Parmi les participants, Barrigue, qui œuvre pour ‘Le Matin’ depuis 1979, année où il a quitté Paris (il est le fils du dessinateur Piem) pour s’installer en Suisse. Selon lui, à travers cet ouvrage, que vont découvrir les Français à propos d’eux-mêmes?

«Mais les Français ne découvrent rien… ils connaissent tout, ils savent tout! Les Français – surtout les Parisiens – ne s’intéressent pas à ce qu’il y a autour d’eux. Ils s’intéressent à leur nombril. Je ne pense donc pas qu’ils vont découvrir quelque chose. En revanche, c’est un bouquin qui pourrait les énerver», s’amuse Barrigue, né à Neuilly.

Cap sur le 6 mai

Si l’ouvrage publié chez Glénat couvre les années Chirac, ce sont les présidentielles qui sont aujourd’hui au cœur de l’actualité. Un événement qui, sous l’angle du dessinateur, se prépare?

«Le dessin de presse, s’il doit avoir une qualité, c’est la spontanéité. A Paris, j’ai longtemps été dessinateur de presse au journal ‘L’Unité’, qui était l’hebdomadaire officiel du PS avant l’arrivée de Mitterrand au pouvoir. Le dessin officiel, je sais ce que cela veut dire. Je préfère réagir à l’événement», répond Barrigue.

Un avis totalement partagé par Chappatte, pour lequel «il n’y a rien de prévisible dans une telle campagne, une sorte de spectacle dont on ne connaît pas les différents actes». Un projet planifié néanmoins: l’un de ses fameux «reportages BD», à l’Elysée.

Sarko-Sego et Bayrou

Même si ses protagonistes ne sont pas flambant neufs, le duo Sarko-Sego et le 3ème homme François Bayrou représentent indéniablement une arrivée de sang frais pour le dessinateur. Comment apprivoise-t-on de nouveaux personnages?

«C’est un travail supplémentaire, répond Barrigue. Il faut étudier les personnages, regarder des photos, observer leurs attitudes… Mais ça vient assez rapidement. Il y a une espèce de vie de couple entre le dessinateur et la caricature qui s’installe assez vite.

«Ce qu’on observe avec l’arrivée de nouveaux personnages, c’est qu’au début, on est assez maladroit, on ne les perçoit pas encore vraiment. Les personnages se définissent au bout d’un certain temps», constate de son côté Chappatte, qui admet que ces deux-là «sont tous les deux assez durs à dessiner».
___
_TÂCHES À RÉALISER:_
1. Renommez « Sarko-Sego » en « Sarkozy-Royal » en recopiant l'extrait fourni de « Un avis totalement » à « s’installe assez vite. ».
2. D'après l'extrait fourni, depuis quelle année Barrigue travaille-t-il pour ‘Le Matin’ ?
___
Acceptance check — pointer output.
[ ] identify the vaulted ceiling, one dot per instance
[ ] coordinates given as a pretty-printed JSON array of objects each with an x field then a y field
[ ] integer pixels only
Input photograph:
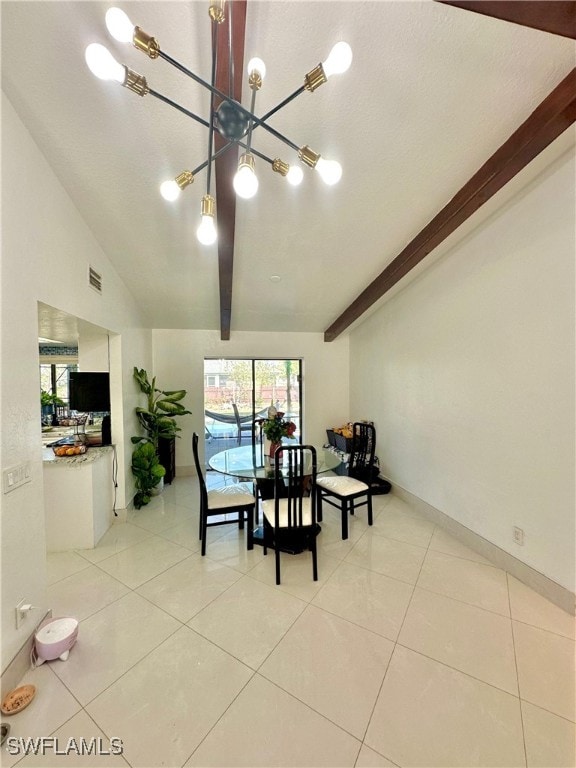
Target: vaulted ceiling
[{"x": 441, "y": 108}]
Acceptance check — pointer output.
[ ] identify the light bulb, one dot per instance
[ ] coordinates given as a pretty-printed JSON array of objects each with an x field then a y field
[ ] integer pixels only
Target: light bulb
[
  {"x": 119, "y": 25},
  {"x": 170, "y": 190},
  {"x": 295, "y": 175},
  {"x": 206, "y": 232},
  {"x": 339, "y": 59},
  {"x": 245, "y": 180},
  {"x": 329, "y": 170},
  {"x": 258, "y": 65},
  {"x": 103, "y": 64}
]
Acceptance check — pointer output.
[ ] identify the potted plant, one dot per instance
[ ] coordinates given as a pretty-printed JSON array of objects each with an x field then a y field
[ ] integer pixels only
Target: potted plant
[
  {"x": 158, "y": 421},
  {"x": 48, "y": 402},
  {"x": 275, "y": 428},
  {"x": 147, "y": 470}
]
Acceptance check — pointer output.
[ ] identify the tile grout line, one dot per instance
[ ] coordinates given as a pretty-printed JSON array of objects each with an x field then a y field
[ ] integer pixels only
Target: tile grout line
[
  {"x": 517, "y": 675},
  {"x": 396, "y": 642}
]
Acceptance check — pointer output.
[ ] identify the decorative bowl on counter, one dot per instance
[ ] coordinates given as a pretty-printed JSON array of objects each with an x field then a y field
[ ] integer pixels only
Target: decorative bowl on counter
[{"x": 66, "y": 451}]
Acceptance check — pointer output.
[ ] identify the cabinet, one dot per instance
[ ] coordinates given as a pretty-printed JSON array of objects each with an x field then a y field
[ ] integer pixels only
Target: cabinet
[{"x": 167, "y": 456}]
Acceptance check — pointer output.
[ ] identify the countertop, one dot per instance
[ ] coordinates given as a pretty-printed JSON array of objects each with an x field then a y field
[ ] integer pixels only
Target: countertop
[{"x": 94, "y": 453}]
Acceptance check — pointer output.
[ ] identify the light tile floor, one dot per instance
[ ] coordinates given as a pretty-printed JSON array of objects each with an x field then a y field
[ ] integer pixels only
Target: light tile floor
[{"x": 410, "y": 650}]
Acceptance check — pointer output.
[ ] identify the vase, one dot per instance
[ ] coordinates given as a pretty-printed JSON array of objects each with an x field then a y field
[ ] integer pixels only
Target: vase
[{"x": 273, "y": 447}]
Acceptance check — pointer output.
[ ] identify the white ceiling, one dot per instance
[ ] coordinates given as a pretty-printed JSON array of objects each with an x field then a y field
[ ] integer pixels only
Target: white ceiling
[{"x": 432, "y": 92}]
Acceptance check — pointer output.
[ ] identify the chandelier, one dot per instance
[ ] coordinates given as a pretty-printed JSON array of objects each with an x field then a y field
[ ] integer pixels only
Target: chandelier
[{"x": 234, "y": 122}]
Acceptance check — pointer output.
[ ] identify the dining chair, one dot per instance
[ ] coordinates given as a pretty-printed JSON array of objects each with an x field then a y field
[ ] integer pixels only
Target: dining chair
[
  {"x": 348, "y": 492},
  {"x": 243, "y": 426},
  {"x": 232, "y": 498},
  {"x": 290, "y": 524}
]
___
_LISTE DES SOLUTIONS:_
1.
Un avis totalement partagé par Chappatte, pour lequel «il n’y a rien de prévisible dans une telle campagne, une sorte de spectacle dont on ne connaît pas les différents actes». Un projet planifié néanmoins: l’un de ses fameux «reportages BD», à l’Elysée.

Sarkozy-Royal et Bayrou

Même si ses protagonistes ne sont pas flambant neufs, le duo Sarkozy-Royal et le 3ème homme François Bayrou représentent indéniablement une arrivée de sang frais pour le dessinateur. Comment apprivoise-t-on de nouveaux personnages?

«C’est un travail supplémentaire, répond Barrigue. Il faut étudier les personnages, regarder des photos, observer leurs attitudes… Mais ça vient assez rapidement. Il y a une espèce de vie de couple entre le dessinateur et la caricature qui s’installe assez vite.

2. Depuis 1979.